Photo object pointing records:
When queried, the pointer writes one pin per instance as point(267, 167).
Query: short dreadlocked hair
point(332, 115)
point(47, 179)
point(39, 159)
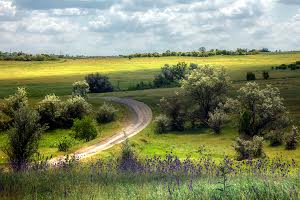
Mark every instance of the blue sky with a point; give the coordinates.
(113, 27)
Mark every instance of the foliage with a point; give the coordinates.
(265, 75)
(85, 128)
(99, 83)
(259, 110)
(162, 124)
(64, 144)
(206, 87)
(250, 76)
(249, 149)
(80, 88)
(50, 111)
(173, 109)
(217, 119)
(292, 139)
(23, 137)
(16, 101)
(106, 113)
(76, 107)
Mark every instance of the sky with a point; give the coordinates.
(114, 27)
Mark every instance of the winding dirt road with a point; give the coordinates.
(139, 119)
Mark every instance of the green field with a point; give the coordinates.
(41, 78)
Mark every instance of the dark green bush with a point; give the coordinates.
(85, 129)
(98, 83)
(106, 113)
(249, 149)
(162, 124)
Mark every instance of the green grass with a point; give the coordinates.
(50, 139)
(57, 76)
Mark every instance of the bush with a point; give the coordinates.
(265, 75)
(250, 76)
(216, 120)
(23, 137)
(16, 101)
(98, 83)
(292, 139)
(64, 144)
(249, 149)
(106, 113)
(50, 110)
(162, 124)
(75, 107)
(80, 88)
(275, 137)
(85, 128)
(5, 121)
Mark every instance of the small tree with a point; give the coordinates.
(249, 149)
(98, 83)
(85, 128)
(173, 109)
(80, 88)
(292, 139)
(162, 124)
(250, 76)
(50, 110)
(265, 75)
(75, 107)
(217, 119)
(106, 113)
(206, 87)
(23, 137)
(16, 101)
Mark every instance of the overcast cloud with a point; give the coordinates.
(113, 27)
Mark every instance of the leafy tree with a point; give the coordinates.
(173, 109)
(106, 113)
(85, 128)
(16, 101)
(98, 83)
(206, 87)
(292, 139)
(80, 88)
(259, 110)
(50, 110)
(23, 137)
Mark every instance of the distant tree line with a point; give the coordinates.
(200, 53)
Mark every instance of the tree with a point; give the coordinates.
(16, 101)
(173, 109)
(85, 128)
(23, 137)
(259, 110)
(80, 88)
(99, 83)
(50, 109)
(206, 86)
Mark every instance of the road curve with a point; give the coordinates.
(139, 119)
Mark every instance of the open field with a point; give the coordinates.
(57, 76)
(42, 78)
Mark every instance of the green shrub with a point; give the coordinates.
(250, 76)
(75, 107)
(85, 128)
(249, 149)
(292, 139)
(50, 110)
(64, 144)
(162, 124)
(106, 113)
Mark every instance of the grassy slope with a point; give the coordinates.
(45, 77)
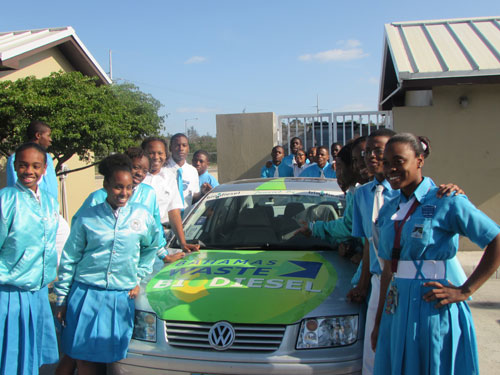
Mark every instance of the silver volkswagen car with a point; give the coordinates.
(258, 298)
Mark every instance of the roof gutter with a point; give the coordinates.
(400, 86)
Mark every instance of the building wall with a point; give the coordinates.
(79, 184)
(244, 143)
(39, 65)
(464, 142)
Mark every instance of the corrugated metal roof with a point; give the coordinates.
(445, 48)
(16, 43)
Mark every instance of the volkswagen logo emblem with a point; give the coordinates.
(221, 336)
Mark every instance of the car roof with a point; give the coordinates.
(282, 183)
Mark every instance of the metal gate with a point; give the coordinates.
(327, 128)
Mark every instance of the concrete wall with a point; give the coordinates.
(244, 143)
(79, 184)
(464, 142)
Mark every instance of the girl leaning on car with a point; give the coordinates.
(110, 249)
(423, 321)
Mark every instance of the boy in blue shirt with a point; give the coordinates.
(200, 162)
(278, 168)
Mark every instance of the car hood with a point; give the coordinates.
(264, 287)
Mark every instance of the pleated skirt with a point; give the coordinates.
(420, 339)
(28, 338)
(99, 324)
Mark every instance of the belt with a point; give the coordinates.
(421, 269)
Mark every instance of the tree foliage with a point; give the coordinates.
(85, 118)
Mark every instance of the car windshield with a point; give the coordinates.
(261, 220)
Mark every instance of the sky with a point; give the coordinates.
(202, 58)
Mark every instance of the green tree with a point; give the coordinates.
(85, 118)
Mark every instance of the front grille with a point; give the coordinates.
(248, 337)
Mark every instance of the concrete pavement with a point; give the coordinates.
(485, 307)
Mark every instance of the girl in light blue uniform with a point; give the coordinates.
(141, 193)
(277, 167)
(111, 248)
(424, 324)
(28, 260)
(322, 168)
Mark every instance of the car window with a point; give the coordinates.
(260, 221)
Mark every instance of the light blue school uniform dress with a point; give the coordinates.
(362, 215)
(208, 178)
(290, 160)
(143, 193)
(417, 338)
(28, 261)
(106, 255)
(315, 171)
(281, 170)
(48, 181)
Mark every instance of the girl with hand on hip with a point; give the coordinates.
(424, 324)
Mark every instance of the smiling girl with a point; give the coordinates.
(322, 168)
(28, 259)
(111, 248)
(424, 324)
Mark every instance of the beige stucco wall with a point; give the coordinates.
(465, 142)
(244, 143)
(79, 184)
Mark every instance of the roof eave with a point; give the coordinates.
(69, 43)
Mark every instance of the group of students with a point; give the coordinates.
(417, 321)
(315, 164)
(114, 239)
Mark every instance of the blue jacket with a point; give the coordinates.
(143, 193)
(109, 252)
(336, 230)
(48, 181)
(28, 256)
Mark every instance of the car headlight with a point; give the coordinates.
(328, 331)
(144, 326)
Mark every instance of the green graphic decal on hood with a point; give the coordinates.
(277, 287)
(275, 184)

Task instructions
From the line holding "Mark every instance of the girl with" to the last line of the records, quote each line exactly and add nothing.

Completed exercise
Mark every instance of the girl with hand on hip with a point; give the coordinates.
(424, 324)
Mark every instance of the smiling girl with a point; give the coordinates.
(322, 168)
(28, 259)
(111, 248)
(424, 324)
Mark every instance of the beige stucco wall with a point; give the coordinates.
(465, 142)
(244, 143)
(79, 184)
Mark every instance of the roof eave with a point; give the coordinates.
(69, 43)
Mark every instance of the group of students with a point; give the coordinates.
(417, 321)
(315, 164)
(114, 239)
Mark every instance of the blue jacket with a point; give the coordinates.
(143, 193)
(109, 252)
(336, 230)
(48, 181)
(28, 256)
Mark every instance of the car headlight with a point; give the coordinates.
(328, 331)
(144, 326)
Mark every instance of the green graphic decal on hood with a point; give the coordinates.
(277, 287)
(275, 184)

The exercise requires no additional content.